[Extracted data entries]
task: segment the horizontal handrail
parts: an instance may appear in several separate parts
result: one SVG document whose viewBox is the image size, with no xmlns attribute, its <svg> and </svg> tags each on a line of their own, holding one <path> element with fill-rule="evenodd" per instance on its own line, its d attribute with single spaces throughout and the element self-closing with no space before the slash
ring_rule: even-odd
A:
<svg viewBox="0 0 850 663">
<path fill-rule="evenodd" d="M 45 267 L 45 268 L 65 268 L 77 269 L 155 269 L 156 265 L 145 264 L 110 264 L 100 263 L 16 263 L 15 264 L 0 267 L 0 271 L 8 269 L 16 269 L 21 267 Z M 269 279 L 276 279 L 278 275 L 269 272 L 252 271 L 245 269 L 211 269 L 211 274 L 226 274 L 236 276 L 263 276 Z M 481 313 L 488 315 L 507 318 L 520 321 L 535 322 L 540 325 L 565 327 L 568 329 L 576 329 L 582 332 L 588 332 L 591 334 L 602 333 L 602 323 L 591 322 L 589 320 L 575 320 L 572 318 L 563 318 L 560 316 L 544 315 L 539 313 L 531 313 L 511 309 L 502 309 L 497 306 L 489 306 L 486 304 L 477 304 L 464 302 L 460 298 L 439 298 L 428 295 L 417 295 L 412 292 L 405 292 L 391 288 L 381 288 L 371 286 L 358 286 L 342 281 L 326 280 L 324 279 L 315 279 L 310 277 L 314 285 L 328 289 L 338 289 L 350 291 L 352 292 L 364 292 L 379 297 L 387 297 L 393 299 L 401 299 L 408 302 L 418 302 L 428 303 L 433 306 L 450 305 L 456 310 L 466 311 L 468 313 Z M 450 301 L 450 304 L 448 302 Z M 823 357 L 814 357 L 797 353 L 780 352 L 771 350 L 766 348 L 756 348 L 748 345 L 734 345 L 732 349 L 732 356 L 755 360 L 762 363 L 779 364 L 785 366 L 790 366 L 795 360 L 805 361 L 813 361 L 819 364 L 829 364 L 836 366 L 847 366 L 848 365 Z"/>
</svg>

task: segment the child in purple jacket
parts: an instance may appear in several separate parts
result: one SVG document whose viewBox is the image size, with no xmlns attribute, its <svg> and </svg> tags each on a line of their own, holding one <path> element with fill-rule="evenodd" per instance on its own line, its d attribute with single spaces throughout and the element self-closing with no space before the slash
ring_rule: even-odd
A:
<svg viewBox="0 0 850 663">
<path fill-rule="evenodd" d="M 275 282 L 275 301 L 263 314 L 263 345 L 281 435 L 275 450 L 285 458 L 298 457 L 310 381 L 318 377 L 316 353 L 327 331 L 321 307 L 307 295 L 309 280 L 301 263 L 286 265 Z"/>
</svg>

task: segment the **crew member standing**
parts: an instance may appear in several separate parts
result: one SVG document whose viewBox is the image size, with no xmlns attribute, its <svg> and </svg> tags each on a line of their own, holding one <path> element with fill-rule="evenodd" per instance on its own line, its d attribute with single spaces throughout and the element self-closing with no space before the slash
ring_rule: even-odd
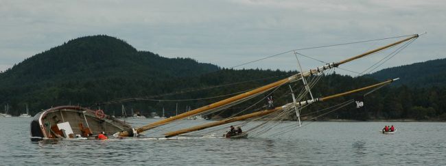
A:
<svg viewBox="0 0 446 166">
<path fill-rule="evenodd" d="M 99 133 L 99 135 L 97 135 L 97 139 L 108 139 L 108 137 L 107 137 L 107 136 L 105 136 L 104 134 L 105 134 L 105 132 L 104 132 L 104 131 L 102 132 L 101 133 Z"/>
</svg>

-- Aim --
Print every line of the records from the one containing "task: segment the **crew member standing**" through the end of the records, both ends included. Leave the pictures out.

-- Answer to this task --
task: segment the **crew member standing**
parts: an instance may appear in several separate parts
result: one SVG document whose viewBox is the image size, with no xmlns attribute, its <svg> and </svg> tags each on a line of their own, holding one <path> element with fill-rule="evenodd" per instance on its own line, its d attribute with single spaces throughout and the element self-closing with no space before the slash
ring_rule: even-odd
A:
<svg viewBox="0 0 446 166">
<path fill-rule="evenodd" d="M 99 133 L 99 135 L 97 135 L 97 139 L 108 139 L 108 137 L 107 137 L 107 136 L 105 136 L 104 134 L 105 134 L 105 132 L 104 132 L 104 131 L 102 132 L 101 133 Z"/>
</svg>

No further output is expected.